Your instructions:
Transcribe these records exactly, dropping every picture.
▼
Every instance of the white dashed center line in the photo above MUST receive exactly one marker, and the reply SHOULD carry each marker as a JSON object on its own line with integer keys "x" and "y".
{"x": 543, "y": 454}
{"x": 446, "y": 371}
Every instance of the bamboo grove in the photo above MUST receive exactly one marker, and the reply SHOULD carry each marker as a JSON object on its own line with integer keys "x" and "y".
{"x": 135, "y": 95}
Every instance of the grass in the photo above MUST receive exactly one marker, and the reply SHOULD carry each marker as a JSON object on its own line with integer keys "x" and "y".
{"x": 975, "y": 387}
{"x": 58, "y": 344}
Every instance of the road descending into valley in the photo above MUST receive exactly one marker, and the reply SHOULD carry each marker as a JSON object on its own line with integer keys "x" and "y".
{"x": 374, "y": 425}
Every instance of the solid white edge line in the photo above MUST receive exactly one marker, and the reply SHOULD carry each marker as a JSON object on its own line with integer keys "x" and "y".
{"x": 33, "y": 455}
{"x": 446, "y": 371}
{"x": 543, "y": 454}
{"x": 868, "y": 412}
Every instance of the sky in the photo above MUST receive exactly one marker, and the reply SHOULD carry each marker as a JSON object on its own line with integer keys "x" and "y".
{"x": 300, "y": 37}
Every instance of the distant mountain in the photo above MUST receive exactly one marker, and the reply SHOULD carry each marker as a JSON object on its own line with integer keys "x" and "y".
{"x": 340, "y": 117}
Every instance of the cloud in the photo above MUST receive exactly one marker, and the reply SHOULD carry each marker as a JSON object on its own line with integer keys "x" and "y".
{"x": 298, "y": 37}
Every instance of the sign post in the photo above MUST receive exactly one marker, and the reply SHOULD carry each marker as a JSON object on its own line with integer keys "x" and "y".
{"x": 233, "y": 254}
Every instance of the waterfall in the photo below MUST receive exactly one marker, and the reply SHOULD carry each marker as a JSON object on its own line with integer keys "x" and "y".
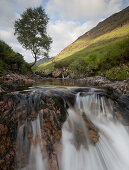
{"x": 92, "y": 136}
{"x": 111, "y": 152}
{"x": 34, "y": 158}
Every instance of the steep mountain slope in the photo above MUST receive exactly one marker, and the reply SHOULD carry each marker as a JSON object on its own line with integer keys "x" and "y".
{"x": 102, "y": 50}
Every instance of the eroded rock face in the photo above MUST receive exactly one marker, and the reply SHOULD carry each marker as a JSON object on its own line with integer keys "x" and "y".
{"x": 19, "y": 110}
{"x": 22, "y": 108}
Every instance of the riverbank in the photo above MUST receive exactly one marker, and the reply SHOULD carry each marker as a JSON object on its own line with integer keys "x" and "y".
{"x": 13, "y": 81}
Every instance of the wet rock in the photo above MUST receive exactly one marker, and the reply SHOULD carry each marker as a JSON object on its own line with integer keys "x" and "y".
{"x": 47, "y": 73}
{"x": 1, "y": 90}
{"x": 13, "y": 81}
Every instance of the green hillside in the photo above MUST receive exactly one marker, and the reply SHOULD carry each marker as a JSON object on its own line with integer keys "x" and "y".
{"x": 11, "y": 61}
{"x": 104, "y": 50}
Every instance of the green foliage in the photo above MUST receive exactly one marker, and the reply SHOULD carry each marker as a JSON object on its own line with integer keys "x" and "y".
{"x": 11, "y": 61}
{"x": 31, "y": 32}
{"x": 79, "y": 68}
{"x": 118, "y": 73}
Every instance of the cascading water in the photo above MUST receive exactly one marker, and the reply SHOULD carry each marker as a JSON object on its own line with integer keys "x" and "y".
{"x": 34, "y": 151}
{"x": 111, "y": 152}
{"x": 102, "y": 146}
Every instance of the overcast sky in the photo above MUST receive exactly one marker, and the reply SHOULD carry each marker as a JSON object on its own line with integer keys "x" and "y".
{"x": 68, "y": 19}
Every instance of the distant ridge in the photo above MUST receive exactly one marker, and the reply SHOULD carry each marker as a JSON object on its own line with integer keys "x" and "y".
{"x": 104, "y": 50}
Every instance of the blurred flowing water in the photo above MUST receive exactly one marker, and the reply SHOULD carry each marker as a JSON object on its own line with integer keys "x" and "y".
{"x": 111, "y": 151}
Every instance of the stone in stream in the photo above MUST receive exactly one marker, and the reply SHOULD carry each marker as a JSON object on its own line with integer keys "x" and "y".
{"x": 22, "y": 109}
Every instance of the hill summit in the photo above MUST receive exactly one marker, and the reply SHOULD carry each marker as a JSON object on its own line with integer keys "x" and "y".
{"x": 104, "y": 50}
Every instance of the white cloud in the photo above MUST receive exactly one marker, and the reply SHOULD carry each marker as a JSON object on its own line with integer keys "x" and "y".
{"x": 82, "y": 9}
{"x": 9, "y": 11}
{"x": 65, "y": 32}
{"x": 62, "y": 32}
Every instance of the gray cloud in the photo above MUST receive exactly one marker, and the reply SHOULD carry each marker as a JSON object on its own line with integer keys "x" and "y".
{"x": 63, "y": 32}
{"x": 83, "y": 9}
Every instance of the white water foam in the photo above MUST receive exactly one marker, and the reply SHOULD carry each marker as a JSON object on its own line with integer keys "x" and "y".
▲
Solution to this exercise:
Every instance of the white dashed center line in the photo above MUST receive exactly one marker, and the reply SHOULD carry each marker as a JSON object on its own line with integer keys "x" and "y".
{"x": 543, "y": 454}
{"x": 446, "y": 371}
Every instance of the bamboo grove in the photo above MUST receive exactly one marker, and the reply SHOULD carry each marker as a JSON object on its own line with integer keys "x" and "y".
{"x": 135, "y": 95}
Every instance of the grass in the photo above MUST receive exactly one marker, and the reply SHOULD carry each marker as a JSON object on its own line with integer keys "x" and "y".
{"x": 975, "y": 387}
{"x": 58, "y": 344}
Every instance of the road descending into valley in the photo above MUST receive exactly one marker, and the reply SHOULD carry each marker as a JSON object on its own line with integer keys "x" and "y".
{"x": 374, "y": 425}
Every instance of the solid white edge line in the photo above MUST receive exactly one marker, and the reply SHOULD carry each marker as a JSON object on its own line with integer keys "x" and "y".
{"x": 33, "y": 455}
{"x": 446, "y": 371}
{"x": 543, "y": 454}
{"x": 868, "y": 412}
Every instance of the sky in the photo above MUST receive exactly one marker, and the reply SHOULD carry each marker as a JSON object on its own line with integer keys "x" and "y".
{"x": 300, "y": 37}
Every instance of the distant mountain in the photo above MUST receive exactly one marker, and the reply SHOULD carry each marker as a JSON object on its own line with integer keys "x" and "y".
{"x": 340, "y": 117}
Every instance of the cloud in the photo above MUST receive exactly one marker, and the reply SHOULD carry each marker as a JSON object on its own line with integer keys "x" and "y".
{"x": 298, "y": 37}
Every instance of the sign post in the photo above MUST receive exactly one marker, and the reply SHOULD carry each marker as a JSON object on its own line with integer keys "x" and "y".
{"x": 233, "y": 254}
Every instance of the waterfall in the photo below MUST receive exactly one marker, and the reply SHOULD carry each marker as a JSON object on its own line with integer keys "x" and "y".
{"x": 92, "y": 136}
{"x": 111, "y": 152}
{"x": 34, "y": 158}
Every instance of the steep mountain slope in the photo above MUST receive exactly one marker, and the reply SHOULD carry each marker as a JSON object on its own line with integer keys "x" and "y".
{"x": 102, "y": 50}
Every instance of the eroded rock face in the photo above MUST receive exactly one marker, and the reply SHOULD carry each marker as a JSON object on its own line with integer keys "x" and "y".
{"x": 19, "y": 110}
{"x": 22, "y": 108}
Every instance of the riverbank in the photo above MUST receive exactly one marker, and the reply SHOULD carry each marker as a JSON object on its own line with integer keys "x" and "y".
{"x": 13, "y": 81}
Every instance of the wet rock in the photo above MUST receive exactly one marker, and the reply SHOULD carry each marker as a JSON object on its own line with integer keys "x" and "y".
{"x": 47, "y": 73}
{"x": 1, "y": 90}
{"x": 13, "y": 81}
Every instance of the green hillside in the photo above MUST receive exactly one marker, and the reply SHOULD carry each marker as a JSON object on its own line with integer keys "x" and "y".
{"x": 11, "y": 61}
{"x": 104, "y": 50}
Every instance of the green foliage in the photo above MUST receive exactly one marker, and the reply SHOULD carry each marker as a JSON object on its own line with integer keys "x" and "y".
{"x": 11, "y": 61}
{"x": 31, "y": 32}
{"x": 79, "y": 68}
{"x": 118, "y": 73}
Every instance of the cascading water in the photo above MUST receive exactly one marker, and the reply SHOULD carry each marker as a JSON object on its own line with integer keys "x" and "y".
{"x": 34, "y": 151}
{"x": 111, "y": 152}
{"x": 102, "y": 146}
Every instance of the overcast sky in the photo above MUST receive exactly one marker, and the reply SHOULD carry each marker as a JSON object on its own line with integer keys "x" and "y".
{"x": 68, "y": 19}
Every instance of the distant ridge in the photo above MUST receive exactly one marker, and the reply SHOULD carry each marker as a JSON object on its own line with integer keys "x" and "y".
{"x": 104, "y": 50}
Every instance of the blurred flowing water in the photo above MUST receive exactly one marker, and the reply SHOULD carry each marker as a JSON object on its own line with integer keys "x" and "y".
{"x": 111, "y": 151}
Every instance of the stone in stream in the photo above MUST receive exactly one marker, and the reply SHOULD carry each marker as a JSON object on its own line with integer keys "x" and "y".
{"x": 22, "y": 109}
Every instance of the hill summit in the photo above MUST receive exactly one marker, and the reply SHOULD carry each marker as a JSON object on its own line with integer keys "x" and "y".
{"x": 104, "y": 50}
Every instance of the white cloud in the photo above MUST receive exactly one marker, and the reply SHOULD carry each marker as a JSON object on its own line with integer keys "x" and "y".
{"x": 82, "y": 9}
{"x": 9, "y": 11}
{"x": 65, "y": 32}
{"x": 62, "y": 32}
Every instance of the gray cloud in the photo above MUST receive exactly one marker, and the reply SHOULD carry each marker as a JSON object on its own line with integer keys "x" and "y".
{"x": 63, "y": 32}
{"x": 83, "y": 9}
Every instance of the white water foam in the photo above MUST receive exactly one marker, and the reply SHOULD carry each marker as a JSON object on its own line with integer keys "x" and "y".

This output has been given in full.